---------- PROVIDED RECORDS ----------
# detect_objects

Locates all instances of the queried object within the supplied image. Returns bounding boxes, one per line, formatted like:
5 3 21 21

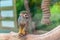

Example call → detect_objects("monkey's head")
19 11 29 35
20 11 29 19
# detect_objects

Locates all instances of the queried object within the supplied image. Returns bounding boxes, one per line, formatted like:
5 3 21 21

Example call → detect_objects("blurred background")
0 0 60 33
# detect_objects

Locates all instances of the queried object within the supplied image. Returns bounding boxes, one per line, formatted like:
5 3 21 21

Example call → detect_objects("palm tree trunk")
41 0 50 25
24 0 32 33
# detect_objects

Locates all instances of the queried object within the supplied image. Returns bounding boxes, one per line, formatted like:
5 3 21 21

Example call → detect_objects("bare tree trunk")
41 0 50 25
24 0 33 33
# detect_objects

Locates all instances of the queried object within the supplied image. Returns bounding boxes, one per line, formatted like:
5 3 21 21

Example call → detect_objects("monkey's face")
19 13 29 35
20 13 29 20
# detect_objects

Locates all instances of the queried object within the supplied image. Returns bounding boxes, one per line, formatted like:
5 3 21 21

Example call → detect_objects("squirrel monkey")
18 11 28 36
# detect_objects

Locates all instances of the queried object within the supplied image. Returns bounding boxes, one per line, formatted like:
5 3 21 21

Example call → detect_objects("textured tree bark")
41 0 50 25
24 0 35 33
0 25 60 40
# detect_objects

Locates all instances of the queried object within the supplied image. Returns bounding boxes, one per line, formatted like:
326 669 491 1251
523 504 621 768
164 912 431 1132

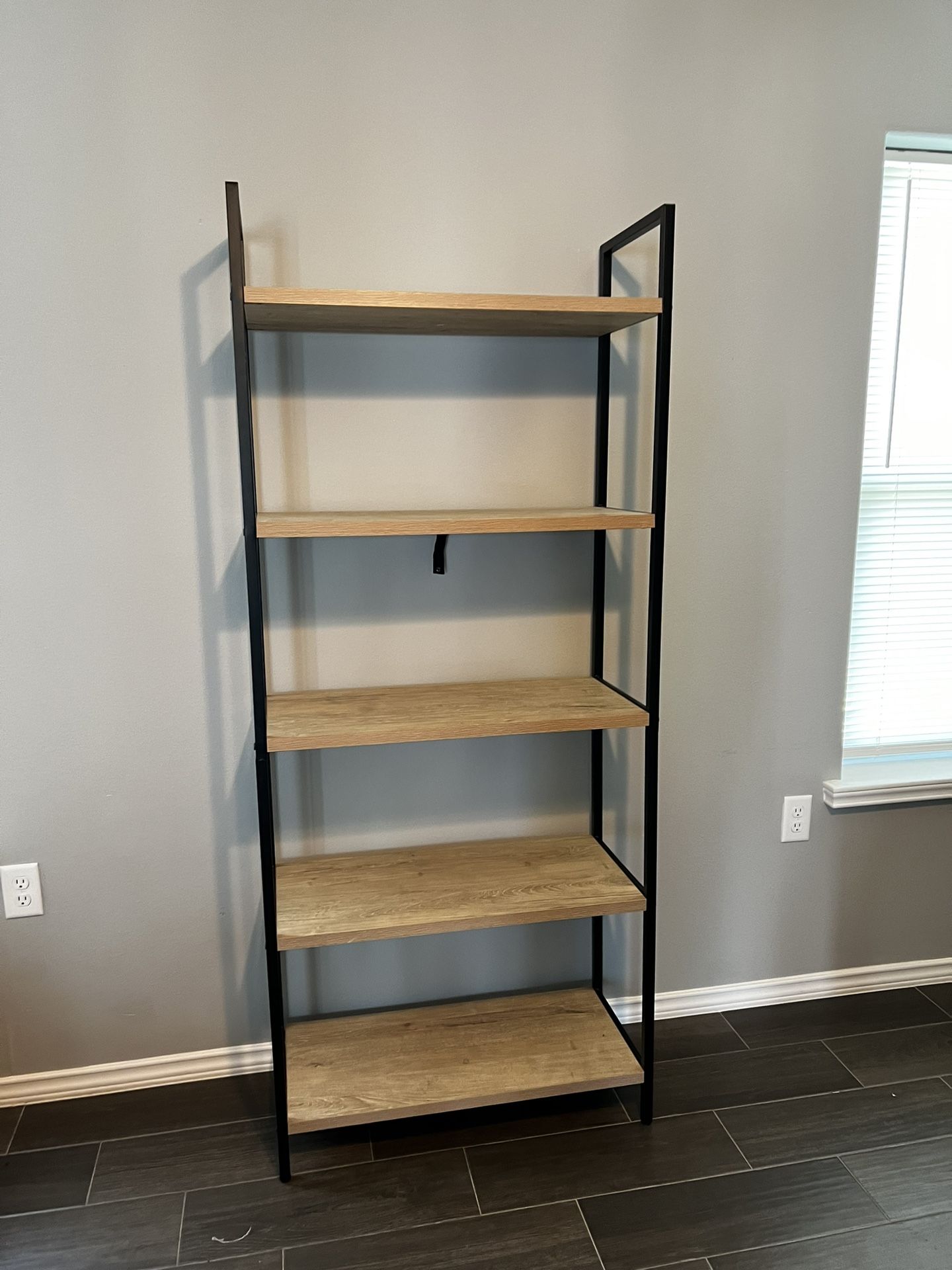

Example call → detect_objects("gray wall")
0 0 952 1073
----------
SHORT TASK:
Which lines of the rows above contain the string "call"? Pick out each one and copy it in full, treating uppercase and lowercase as different.

REPLY:
Example call → detect_objects("monkey's head")
Example call → detect_objects("blurred background")
Example call → detect_objects("palm tree trunk")
Example call → detect_objects("bare tree trunk")
Example call → detect_objects("monkey's face")
Example call → detect_objects("squirrel monkey")
Example call → detect_objects("textured tree bark")
Example call → detect_objects("gray wall")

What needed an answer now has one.